WRITTEN EXERCISE –
Copy word for word the entry lines from the line with "Mark one point on every instance of the background" to the line with "Target: background tree", both included, and nothing else.

ENTRIES SUPPLIED –
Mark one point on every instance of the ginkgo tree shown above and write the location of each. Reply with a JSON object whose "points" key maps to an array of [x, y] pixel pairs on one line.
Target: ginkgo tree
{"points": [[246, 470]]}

...

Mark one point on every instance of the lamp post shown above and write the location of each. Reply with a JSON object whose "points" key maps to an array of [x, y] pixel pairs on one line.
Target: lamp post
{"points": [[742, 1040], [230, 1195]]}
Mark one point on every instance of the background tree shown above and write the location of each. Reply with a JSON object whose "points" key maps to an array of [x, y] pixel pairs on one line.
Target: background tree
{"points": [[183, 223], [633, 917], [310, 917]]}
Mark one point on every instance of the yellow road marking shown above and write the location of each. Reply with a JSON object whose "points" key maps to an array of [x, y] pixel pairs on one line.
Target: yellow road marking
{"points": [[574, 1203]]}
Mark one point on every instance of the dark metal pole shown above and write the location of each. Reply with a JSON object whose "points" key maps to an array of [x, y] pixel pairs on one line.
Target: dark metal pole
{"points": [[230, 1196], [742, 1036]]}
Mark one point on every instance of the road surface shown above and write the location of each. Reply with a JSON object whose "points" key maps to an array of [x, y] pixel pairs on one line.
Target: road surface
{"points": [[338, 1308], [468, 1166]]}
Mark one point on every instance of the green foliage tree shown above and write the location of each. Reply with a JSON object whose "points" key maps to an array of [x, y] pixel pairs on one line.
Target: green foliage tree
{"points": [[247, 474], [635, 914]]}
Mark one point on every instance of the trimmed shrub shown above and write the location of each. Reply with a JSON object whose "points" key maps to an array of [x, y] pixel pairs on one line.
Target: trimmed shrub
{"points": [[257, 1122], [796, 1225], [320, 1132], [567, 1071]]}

RESPONSE –
Mark one point on every instance of the background tree shown above and write the location of each. Reply with a JSON object whose "points" key maps to an array of [x, y] pixel pairs on one line.
Target: background tree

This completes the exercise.